Images should be omitted while the rest of the data is duplicated exactly.

== Source data ==
□ □ □ □
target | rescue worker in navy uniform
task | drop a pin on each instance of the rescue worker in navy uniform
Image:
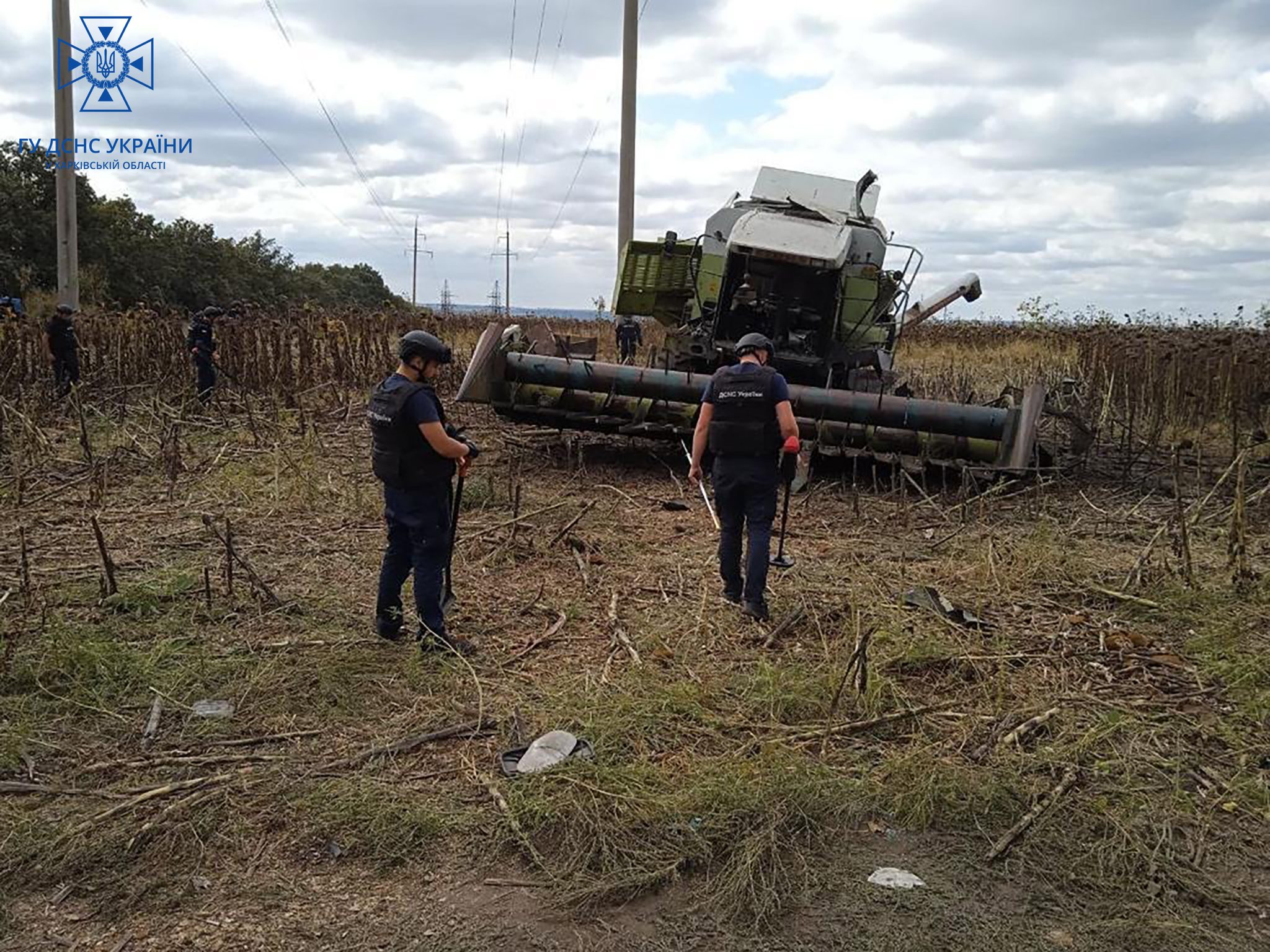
(202, 345)
(747, 421)
(414, 454)
(64, 348)
(629, 335)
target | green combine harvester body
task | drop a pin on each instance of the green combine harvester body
(803, 260)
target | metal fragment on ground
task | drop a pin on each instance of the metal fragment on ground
(930, 598)
(213, 708)
(893, 879)
(548, 751)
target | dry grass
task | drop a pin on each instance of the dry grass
(710, 769)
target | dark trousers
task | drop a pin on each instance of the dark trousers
(205, 377)
(65, 372)
(746, 499)
(418, 524)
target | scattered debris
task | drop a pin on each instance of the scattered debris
(1042, 805)
(1124, 641)
(930, 599)
(553, 748)
(151, 730)
(408, 744)
(1029, 726)
(890, 878)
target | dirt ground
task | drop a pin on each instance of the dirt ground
(745, 786)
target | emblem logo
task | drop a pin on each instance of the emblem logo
(106, 64)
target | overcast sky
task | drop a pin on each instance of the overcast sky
(1108, 152)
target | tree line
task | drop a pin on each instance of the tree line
(128, 257)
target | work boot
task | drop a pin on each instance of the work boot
(431, 643)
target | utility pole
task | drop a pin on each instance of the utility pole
(64, 127)
(414, 270)
(626, 164)
(508, 254)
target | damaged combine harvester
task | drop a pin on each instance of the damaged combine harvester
(803, 262)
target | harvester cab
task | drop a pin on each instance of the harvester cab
(803, 260)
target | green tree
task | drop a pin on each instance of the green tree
(133, 257)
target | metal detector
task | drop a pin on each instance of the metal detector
(789, 469)
(448, 599)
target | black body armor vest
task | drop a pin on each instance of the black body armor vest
(401, 455)
(745, 415)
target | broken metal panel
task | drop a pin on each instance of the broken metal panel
(655, 280)
(806, 242)
(840, 195)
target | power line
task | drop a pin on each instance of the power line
(507, 111)
(534, 70)
(257, 135)
(271, 6)
(564, 22)
(582, 162)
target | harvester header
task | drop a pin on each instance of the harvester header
(806, 262)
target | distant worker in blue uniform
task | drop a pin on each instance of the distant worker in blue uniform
(201, 342)
(746, 421)
(63, 348)
(629, 335)
(415, 455)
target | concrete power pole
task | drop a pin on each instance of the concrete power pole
(626, 165)
(64, 126)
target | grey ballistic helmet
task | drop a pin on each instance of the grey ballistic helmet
(751, 343)
(420, 343)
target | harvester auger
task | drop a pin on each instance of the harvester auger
(802, 260)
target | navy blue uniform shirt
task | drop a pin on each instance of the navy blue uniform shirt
(412, 507)
(780, 387)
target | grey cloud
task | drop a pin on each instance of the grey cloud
(958, 121)
(1181, 139)
(475, 30)
(1124, 30)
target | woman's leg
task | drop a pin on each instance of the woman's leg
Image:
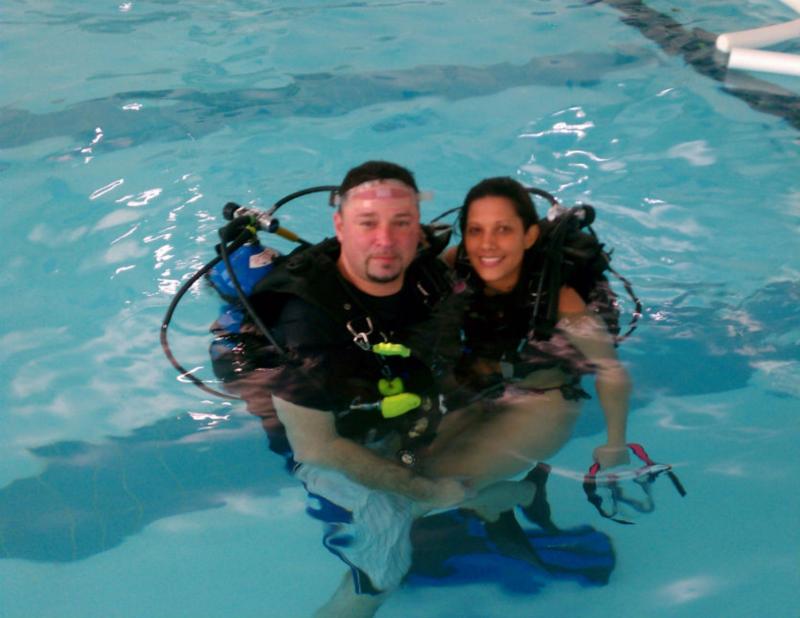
(502, 439)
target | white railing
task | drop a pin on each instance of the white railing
(743, 47)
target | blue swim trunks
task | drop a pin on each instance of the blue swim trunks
(369, 530)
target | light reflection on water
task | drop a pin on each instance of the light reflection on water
(691, 186)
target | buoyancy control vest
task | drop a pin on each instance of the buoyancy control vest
(389, 372)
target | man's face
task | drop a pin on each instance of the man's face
(378, 229)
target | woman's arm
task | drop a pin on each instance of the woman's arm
(590, 336)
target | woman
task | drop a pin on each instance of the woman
(516, 346)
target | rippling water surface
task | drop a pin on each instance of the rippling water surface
(124, 128)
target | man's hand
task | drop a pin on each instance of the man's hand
(610, 456)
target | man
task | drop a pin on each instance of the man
(361, 321)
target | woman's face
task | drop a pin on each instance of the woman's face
(495, 241)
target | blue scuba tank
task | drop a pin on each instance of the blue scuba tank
(251, 263)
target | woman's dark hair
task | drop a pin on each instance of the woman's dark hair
(377, 170)
(502, 186)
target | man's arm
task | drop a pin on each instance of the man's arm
(314, 440)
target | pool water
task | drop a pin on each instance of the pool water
(125, 127)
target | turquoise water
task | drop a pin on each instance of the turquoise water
(125, 127)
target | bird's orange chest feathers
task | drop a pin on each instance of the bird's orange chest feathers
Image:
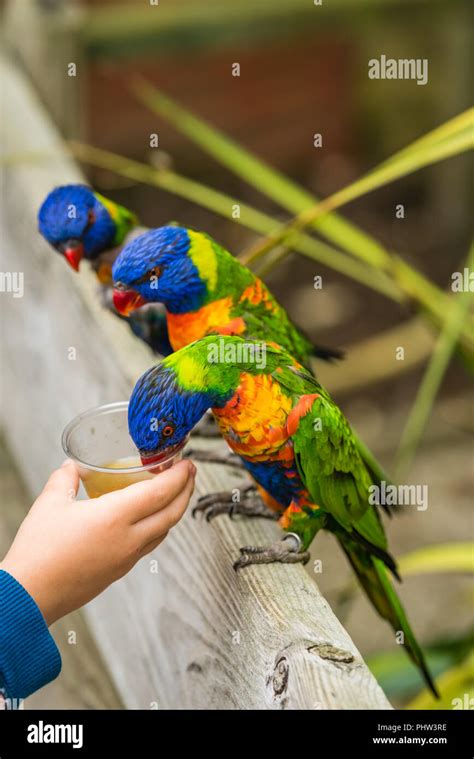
(214, 317)
(254, 420)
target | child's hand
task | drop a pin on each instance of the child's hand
□ □ □ □
== Your response ==
target | rescue worker in navy uniform
task | drop a pin on each instance of the rescue worker in navy uniform
Image:
(202, 345)
(747, 421)
(414, 454)
(64, 348)
(629, 335)
target | green combine harvester body
task | drop a pin on each instance of the green combine harvester body
(803, 260)
target | metal fragment on ground
task | drop a pin on each instance of the metal fragment on ground
(930, 598)
(213, 708)
(893, 879)
(548, 751)
target | dry grass
task | drop a pin on each instance of the dry grass
(710, 769)
target | dark trousers
task | drop a pin on each instance of the dark trousers
(205, 377)
(65, 372)
(746, 499)
(418, 524)
target | scattered debris
task | drop a pin on each instance of the scattered debris
(1042, 805)
(1124, 641)
(930, 599)
(553, 748)
(151, 730)
(408, 744)
(1029, 726)
(890, 878)
target | dirt ground
task | drop a pin on each instance of the dirt ground
(745, 786)
target | emblem logo
task | drop a pin on each instance of the emblem logo
(106, 64)
target | overcast sky
task | drop a pin on each instance of the overcast sky
(1108, 152)
target | tree line
task | drop a pin on each instance of the tree line
(128, 257)
target | work boot
task | drop a pin on each instance of the work boot
(431, 643)
target | utility pole
task | drop a pin on each instance of the utility pole
(64, 127)
(414, 270)
(626, 164)
(508, 254)
target | damaged combine harvester
task | drop a pin on each instance of the damaged combine harvester
(803, 262)
target | harvester cab
task | drop a pin on each instance of the harvester cab
(803, 260)
target | green tree
task | drop a pin on each instance of the green tree
(133, 257)
target | metal detector
task | drop a pin on each instance of the metal detector
(789, 469)
(448, 599)
target | black body armor vest
task | drop a pin on each instance of the black body armor vest
(401, 455)
(745, 415)
target | broken metal panel
task | drop a pin on each instance of the broken metal panel
(655, 280)
(806, 242)
(840, 195)
target | power line
task | drop a pin on each instance of the power line
(507, 111)
(534, 70)
(257, 135)
(271, 6)
(564, 22)
(582, 162)
target | harvester header
task | drop a pin on each instance of the harvester header
(806, 262)
target | distant worker in blue uniform
task | drop a pin on each instance of the distant worker in blue uniform
(201, 342)
(746, 421)
(63, 348)
(629, 335)
(415, 455)
target | concrete power pole
task | drop a pin on each instance of the concrete power pole
(626, 165)
(64, 126)
target | grey ballistic helmet
task | drop a pin on each instance of the grey ballistic helmet
(751, 343)
(420, 343)
target | harvester auger
task | drop a pin on each instance of the harvester auger
(802, 260)
target | navy blue uniform shirt
task | drop a pin on each instance of the navy blue uniform shirt
(412, 507)
(780, 387)
target | grey cloud
task | drop a pin on each instance of the grey cloud
(958, 121)
(1181, 139)
(475, 30)
(1124, 30)
target | woman's leg
task | drop a pin on each instance of the woman's leg
Image:
(502, 439)
target | white railing
task | drop a pin on each instance of the white railing
(743, 47)
target | blue swim trunks
task | drop a pin on each instance of the blue swim trunks
(369, 530)
target | light reflection on water
task | drop a pin on each instance of the light reflection on water
(691, 186)
target | buoyancy control vest
task | drop a pin on each instance of the buoyancy control vest
(389, 372)
target | man's face
task | drop a pin on each instance of the man's face
(378, 229)
target | woman's arm
task | drop a pin on each instance of the woman's arm
(590, 336)
target | woman
task | drop a pin on each instance of the woman
(516, 346)
target | rippling water surface
task | drop a pin on each instance of the rippling water surface
(124, 128)
target | man's hand
task | drop a pin on each instance of the man's hand
(610, 456)
target | man
task | drop a pin on each instance of the man
(361, 321)
target | woman's face
task | drop a pin on each instance of the woman's face
(495, 241)
target | blue scuba tank
task | drop a pin on each instance of the blue scuba tank
(251, 263)
target | woman's dark hair
task | drop a pin on each instance of the woman's dark hair
(377, 170)
(502, 186)
target | man's arm
task | drop a pin on each instance of the man's arm
(314, 440)
target | pool water
task | drop a pin on each instance of the pool water
(125, 127)
target | turquoise water
task | drop a pin on each instance of the turquoise water
(125, 127)
target | bird's orange chest feathers
task | drop a pin on each instance of the bird's orange chest feathers
Image:
(214, 317)
(254, 420)
target | child's hand
task | drop a pin on each instance of the child's hand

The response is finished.